▶ _DIRECTIONS FOR THIS TASK_:
Give every line of the material again, exactly as written.
==== DATA EXTRACT ====
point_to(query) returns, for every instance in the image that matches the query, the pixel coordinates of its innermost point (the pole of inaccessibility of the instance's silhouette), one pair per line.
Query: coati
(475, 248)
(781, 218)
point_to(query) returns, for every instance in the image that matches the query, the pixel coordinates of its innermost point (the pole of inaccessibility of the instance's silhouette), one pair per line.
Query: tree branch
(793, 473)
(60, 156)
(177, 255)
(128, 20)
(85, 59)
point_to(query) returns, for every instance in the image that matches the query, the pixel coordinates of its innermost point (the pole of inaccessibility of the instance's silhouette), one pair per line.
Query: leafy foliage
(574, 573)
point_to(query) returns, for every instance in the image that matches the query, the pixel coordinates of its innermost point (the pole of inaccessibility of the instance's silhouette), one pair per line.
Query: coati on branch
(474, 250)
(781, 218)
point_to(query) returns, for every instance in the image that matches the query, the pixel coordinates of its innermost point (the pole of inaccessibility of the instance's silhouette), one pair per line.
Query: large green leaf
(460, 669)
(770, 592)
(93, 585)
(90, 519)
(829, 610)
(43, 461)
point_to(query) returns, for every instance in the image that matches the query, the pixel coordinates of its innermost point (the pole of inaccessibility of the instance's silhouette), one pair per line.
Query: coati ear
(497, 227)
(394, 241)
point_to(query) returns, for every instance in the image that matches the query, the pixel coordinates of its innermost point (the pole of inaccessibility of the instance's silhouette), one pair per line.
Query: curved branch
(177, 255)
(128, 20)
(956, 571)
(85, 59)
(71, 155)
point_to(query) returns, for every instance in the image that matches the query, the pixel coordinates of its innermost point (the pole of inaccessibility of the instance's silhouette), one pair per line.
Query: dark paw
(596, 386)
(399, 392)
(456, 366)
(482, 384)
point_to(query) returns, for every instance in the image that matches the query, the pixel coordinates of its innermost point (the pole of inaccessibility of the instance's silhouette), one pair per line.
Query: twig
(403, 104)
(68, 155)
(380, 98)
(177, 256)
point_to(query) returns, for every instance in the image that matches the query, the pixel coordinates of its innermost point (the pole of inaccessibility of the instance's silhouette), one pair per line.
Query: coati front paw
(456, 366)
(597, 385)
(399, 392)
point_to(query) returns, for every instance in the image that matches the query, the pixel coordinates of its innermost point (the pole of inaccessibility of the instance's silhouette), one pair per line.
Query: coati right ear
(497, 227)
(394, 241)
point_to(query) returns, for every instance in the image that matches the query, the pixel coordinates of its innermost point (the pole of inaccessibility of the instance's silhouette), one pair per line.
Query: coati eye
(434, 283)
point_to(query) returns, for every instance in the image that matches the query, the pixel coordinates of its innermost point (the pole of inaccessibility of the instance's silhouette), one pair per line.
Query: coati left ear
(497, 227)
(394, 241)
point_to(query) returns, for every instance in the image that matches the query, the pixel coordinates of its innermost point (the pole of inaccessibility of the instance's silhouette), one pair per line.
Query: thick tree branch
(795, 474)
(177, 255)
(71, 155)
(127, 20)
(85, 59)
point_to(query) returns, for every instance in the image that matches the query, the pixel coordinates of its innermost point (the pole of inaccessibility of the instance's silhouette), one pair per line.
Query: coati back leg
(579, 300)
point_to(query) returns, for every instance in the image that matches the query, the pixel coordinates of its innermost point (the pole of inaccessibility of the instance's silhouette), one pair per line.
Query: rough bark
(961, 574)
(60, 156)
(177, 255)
====
▶ _RESULT OF THE EXERCISE_:
point_to(query) returns, for every instance in the image that matches the query, the pixel coordinates of its innermost point (the pole of inaccessibility of the instance's silhouette), one pair per line.
Query: coati
(475, 248)
(781, 218)
point_to(query) returns, for every instance in the image that matches the query, the pixel coordinates of its innermost point (the pole of inaccessibility of the instance's silhouette), one pair per line.
Query: tree branch
(793, 473)
(60, 156)
(177, 255)
(128, 20)
(85, 59)
point_to(query) returns, for every instance in the image that matches the query, the pixel coordinates of its innermost point (the pole of inaccessibility of the instance's silhouette), one pair per line.
Query: leafy foliage
(574, 573)
point_to(query) returns, for every instance in the image that matches the query, the pixel coordinates of its innermost point (the pole of inaccessibility of the instance's silhouette), one pair per line.
Query: coati on branch
(474, 250)
(781, 218)
point_to(query) returns, for every instance in the image that matches the query, the pixel coordinates of its innermost point (the pole of inaccessibility of the instance's silhouette), one pair per line.
Query: large green leaf
(460, 669)
(770, 592)
(93, 585)
(90, 519)
(829, 610)
(43, 461)
point_to(query) returns, for every instance in the image that matches the query, the pixel coordinates of its innermost point (the pole of inaccessibility of the instance's silhouette), one pair per line.
Query: coati ear
(497, 227)
(394, 241)
point_to(query) returns, for every instance in the image that matches the query, the pixel coordinates of its innermost point (the pole of inaccessibility of the instance's silhouette), one pair per line.
Query: curved branch
(177, 255)
(128, 20)
(956, 571)
(85, 59)
(71, 155)
point_to(query) returns, for every instance in the image that matches the query, the pixel coordinates of its innermost point (the pole of inaccessibility of the instance's silhouette), one pair per line.
Query: dark paw
(596, 386)
(399, 392)
(456, 366)
(482, 384)
point_to(query) returns, for every instance in the image that matches the query, the pixel coordinates of its innermost point (the pole of inaccessibility of the instance's silhouette), one pair per line.
Query: twig
(403, 104)
(68, 155)
(380, 98)
(177, 256)
point_to(query) returns, for every instance in the image that matches the query, the pixel coordinates of its innermost point (the pole of inaccessibility of the instance's silhouette), one pair per line.
Query: coati front paw
(456, 366)
(597, 385)
(399, 392)
point_to(query) returns, for every instance in the image that matches the query, the pixel coordinates of its innermost point (the pole of inaccessibility of the instance's silhouette), one pair per line.
Query: coati right ear
(497, 227)
(394, 241)
point_to(query) returns, for every instance in the image that matches the query, the pixel coordinates of its innermost point (the pole of inaccessibility of the instance's silhouette), one pair per line.
Query: coati eye
(434, 283)
point_to(query) returns, for every instance in the image that matches the query, the pixel coordinates of its innermost point (the pole of inaccessibility of the instance's silhouette), one pair per line.
Query: coati left ear
(497, 227)
(394, 241)
point_to(query) returns, for every instance in the image that matches the query, the pixel coordinates of its innermost point (the pole of inaccessibility of the instance's silhouette), one pair per line.
Query: thick tree branch
(795, 474)
(177, 255)
(71, 155)
(127, 20)
(85, 59)
point_to(query) returns, for every instance in the image that matches the query, the pixel coordinates of its innermost point (the pole of inaccessibility of the instance's silhouette), one pair per line.
Query: coati back leg
(579, 300)
point_to(query) returns, for every instance in the image that matches the query, the pixel coordinates of its innermost point (the pole of inaccessibility of the instance's silhouette), one pair per line.
Query: rough bark
(961, 574)
(60, 156)
(177, 255)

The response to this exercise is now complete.